Testo di partenza:
============
Human Nature di Adam Bolt ha aperto ufficialmente ieri sera a Milano, nella sede del Teatro Litta, il 5° Festival Internazionale del Documentario Visioni dal Mondo. Il film dischiude una finestra sulla rivoluzionaria scoperta del Crispr, un enzima che permette la correzione mirata di una sequenza del Dna umano, permettendo nuove terapie geniche per malattie fino a questo momento incurabili.
Bolt – cosceneggiatore del documentario Inside Job, vincitore di un premio Oscar nel 2011 come miglior documentario – oltre a scrivere e produrre per la prima volta si mette dietro la macchina da presa con un piglio didattico e filosofico raccontando non solo la scoperta, attraverso interviste ad autorevoli scienziati americani, ma anche ponendosi delle domande etiche su ciò che questa procedimento significa per l’evoluzione scientifica umana. Ecco che allora, da un lato, i diversi scienziati e medici raccontano con linguaggio semplice come possa avvenire l’editing genetico che permette la sostituzione di geni malati; dall’altro, il film affronta anche i pericoli di un incontrollato abuso che minaccerebbe scenari di modificazione dell’uomo fin dalla nascita: intervenendo sulle cellule germinali si potrebbe decidere fin dal concepimento come potrebbe essere il proprio figlio, non solo immune da qualsiasi malattia, ma anche la sua composizione fisica. La comunità scientifica, in assenza di chiare legislazioni e di un disinteresse della politica, si è autoregolamentata con una moratoria mondiale per proibire l’utilizzo di questa tecnica genetica sulle cellule germinali e invece studiare e trovare cure per tutte quelle malattie genetiche invalidanti e mortali.
============
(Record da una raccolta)
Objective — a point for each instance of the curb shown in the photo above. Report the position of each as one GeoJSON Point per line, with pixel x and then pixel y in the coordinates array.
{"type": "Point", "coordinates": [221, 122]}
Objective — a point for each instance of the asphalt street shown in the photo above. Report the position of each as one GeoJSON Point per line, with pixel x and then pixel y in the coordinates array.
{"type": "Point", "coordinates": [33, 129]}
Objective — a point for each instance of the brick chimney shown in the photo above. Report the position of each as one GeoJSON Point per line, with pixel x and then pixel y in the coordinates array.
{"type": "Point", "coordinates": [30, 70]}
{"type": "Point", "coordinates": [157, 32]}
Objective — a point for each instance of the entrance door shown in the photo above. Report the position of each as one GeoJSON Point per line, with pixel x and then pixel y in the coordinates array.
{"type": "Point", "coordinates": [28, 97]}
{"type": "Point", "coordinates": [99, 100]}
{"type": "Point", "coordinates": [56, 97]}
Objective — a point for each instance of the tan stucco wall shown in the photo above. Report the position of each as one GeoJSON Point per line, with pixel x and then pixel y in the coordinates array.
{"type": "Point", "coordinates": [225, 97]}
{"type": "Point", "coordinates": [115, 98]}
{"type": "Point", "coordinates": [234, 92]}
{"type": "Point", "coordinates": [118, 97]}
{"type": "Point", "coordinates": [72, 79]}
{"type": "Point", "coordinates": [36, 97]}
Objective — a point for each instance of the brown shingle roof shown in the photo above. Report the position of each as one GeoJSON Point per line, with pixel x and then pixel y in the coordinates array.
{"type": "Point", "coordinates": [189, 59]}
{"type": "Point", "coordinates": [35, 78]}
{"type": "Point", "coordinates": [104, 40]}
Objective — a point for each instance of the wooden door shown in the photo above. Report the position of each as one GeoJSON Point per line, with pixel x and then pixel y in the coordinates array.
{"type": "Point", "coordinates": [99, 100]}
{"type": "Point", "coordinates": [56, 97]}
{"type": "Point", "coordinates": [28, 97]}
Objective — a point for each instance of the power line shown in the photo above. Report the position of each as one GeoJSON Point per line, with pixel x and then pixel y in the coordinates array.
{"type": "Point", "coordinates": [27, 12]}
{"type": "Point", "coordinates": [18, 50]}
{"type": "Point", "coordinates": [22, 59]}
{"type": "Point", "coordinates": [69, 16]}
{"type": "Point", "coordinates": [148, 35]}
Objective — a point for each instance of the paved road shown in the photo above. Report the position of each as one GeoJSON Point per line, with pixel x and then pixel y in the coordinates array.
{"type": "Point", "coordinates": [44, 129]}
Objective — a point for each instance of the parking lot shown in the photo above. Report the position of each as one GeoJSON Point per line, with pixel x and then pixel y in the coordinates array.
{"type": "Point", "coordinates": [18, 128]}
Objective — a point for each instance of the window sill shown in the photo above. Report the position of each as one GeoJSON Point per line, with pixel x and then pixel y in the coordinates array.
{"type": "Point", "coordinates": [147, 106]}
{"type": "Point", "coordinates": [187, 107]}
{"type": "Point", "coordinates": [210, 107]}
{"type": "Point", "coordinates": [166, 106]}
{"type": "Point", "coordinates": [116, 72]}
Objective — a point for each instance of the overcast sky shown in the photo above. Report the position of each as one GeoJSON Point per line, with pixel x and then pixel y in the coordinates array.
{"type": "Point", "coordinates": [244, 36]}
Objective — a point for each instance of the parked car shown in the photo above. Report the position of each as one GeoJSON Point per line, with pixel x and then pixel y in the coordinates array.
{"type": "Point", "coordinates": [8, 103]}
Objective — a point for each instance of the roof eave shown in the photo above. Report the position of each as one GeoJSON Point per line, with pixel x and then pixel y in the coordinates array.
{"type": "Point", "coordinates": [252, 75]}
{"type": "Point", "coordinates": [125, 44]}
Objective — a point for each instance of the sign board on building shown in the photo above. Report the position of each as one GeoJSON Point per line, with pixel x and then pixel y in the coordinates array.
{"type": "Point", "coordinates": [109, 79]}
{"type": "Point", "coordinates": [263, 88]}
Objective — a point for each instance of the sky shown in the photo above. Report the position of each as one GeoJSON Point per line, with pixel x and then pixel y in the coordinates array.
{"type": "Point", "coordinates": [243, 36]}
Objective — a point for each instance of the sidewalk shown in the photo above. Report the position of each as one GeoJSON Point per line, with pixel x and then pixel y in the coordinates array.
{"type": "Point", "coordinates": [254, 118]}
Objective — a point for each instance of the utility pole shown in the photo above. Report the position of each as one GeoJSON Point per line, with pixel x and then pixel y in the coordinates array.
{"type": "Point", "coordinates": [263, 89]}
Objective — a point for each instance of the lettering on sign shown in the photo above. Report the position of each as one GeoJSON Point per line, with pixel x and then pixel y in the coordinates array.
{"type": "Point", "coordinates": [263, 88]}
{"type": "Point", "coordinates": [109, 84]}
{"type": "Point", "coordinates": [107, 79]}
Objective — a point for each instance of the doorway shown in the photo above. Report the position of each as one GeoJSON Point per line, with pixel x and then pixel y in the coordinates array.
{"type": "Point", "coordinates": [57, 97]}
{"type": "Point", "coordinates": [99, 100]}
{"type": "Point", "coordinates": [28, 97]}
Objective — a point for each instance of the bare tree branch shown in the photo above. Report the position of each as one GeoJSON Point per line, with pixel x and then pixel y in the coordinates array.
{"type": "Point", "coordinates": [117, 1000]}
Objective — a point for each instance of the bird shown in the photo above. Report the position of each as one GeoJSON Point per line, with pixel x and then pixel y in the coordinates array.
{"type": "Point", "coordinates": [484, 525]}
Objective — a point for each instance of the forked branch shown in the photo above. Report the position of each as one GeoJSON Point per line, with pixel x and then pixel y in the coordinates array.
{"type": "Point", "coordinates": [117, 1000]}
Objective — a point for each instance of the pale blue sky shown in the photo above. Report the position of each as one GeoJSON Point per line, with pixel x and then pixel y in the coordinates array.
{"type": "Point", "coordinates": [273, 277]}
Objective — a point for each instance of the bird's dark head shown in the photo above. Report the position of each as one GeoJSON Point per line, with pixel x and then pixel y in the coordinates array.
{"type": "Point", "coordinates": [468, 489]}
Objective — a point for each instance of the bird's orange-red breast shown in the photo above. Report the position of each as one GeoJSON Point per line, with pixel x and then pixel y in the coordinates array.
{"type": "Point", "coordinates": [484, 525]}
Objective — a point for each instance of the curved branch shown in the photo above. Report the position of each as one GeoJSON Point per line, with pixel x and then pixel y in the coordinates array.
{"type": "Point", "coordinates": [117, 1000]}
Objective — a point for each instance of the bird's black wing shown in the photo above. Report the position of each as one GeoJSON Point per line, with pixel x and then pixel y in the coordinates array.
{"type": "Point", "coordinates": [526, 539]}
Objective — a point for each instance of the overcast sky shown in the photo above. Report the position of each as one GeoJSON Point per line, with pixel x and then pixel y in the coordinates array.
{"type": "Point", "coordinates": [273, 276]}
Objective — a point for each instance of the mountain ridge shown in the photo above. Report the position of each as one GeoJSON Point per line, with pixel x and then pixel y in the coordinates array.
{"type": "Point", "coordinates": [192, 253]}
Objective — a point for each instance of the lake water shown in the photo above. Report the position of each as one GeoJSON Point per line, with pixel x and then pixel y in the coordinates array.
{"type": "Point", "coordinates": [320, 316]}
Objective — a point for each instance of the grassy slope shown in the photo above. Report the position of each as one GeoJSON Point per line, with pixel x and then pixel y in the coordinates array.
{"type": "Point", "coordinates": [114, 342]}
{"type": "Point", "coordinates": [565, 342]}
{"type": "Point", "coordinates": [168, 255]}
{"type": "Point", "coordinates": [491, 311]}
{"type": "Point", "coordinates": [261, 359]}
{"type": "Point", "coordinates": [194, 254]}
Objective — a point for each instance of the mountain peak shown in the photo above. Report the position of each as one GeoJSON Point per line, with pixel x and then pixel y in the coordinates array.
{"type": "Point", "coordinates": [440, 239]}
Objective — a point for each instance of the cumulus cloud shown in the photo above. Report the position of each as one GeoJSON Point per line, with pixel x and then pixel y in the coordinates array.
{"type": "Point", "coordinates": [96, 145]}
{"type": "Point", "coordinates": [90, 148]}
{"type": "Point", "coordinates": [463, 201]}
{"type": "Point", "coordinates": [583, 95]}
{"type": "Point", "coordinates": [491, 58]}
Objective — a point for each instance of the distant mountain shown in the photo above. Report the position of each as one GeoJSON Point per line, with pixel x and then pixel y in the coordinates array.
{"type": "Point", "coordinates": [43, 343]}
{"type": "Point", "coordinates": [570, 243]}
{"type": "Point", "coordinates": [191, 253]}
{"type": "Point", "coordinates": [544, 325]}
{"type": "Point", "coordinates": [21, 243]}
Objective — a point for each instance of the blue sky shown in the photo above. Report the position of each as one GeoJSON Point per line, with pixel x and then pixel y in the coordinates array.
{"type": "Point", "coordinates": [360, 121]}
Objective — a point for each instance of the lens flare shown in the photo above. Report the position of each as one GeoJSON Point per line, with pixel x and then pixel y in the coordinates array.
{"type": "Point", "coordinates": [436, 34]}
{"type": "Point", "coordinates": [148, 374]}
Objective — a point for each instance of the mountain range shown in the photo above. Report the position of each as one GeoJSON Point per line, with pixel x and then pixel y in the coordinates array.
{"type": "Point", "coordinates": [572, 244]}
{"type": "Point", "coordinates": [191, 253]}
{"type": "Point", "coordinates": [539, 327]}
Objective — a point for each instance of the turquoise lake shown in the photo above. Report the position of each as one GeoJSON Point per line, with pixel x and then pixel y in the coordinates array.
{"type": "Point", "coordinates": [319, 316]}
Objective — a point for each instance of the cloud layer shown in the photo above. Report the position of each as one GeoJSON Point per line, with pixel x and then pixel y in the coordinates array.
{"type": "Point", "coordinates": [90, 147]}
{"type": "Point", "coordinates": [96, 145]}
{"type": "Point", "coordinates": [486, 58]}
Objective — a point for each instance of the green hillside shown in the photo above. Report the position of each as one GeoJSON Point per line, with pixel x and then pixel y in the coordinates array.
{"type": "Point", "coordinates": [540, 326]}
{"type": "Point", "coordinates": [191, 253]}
============
Domande:
**a.** Secondo il testo, in quale luogo di Milano è stato aperto il festival?
**b.** Di' se ognuna di queste affermazioni va d'accordo con il testo: (i) Prima di Human Nature, Bolt aveva già diretto altri film. (ii) La comunità scientifica ha stabilito una moratoria mondiale sull'uso della tecnica sulle cellule germinali. (iii) Inside Job ha vinto l'Oscar nel 2011 come miglior documentario.
I record non servono per niente in questo lavoro.

Ecco le soluzioni:
**a.** Nella sede del Teatro Litta.

**b.**
(i) No: "per la prima volta si mette dietro la macchina da presa".
(ii) Sì: "si è autoregolamentata con una moratoria mondiale per proibire l’utilizzo di questa tecnica genetica sulle cellule germinali".
(iii) Sì: "vincitore di un premio Oscar nel 2011 come miglior documentario".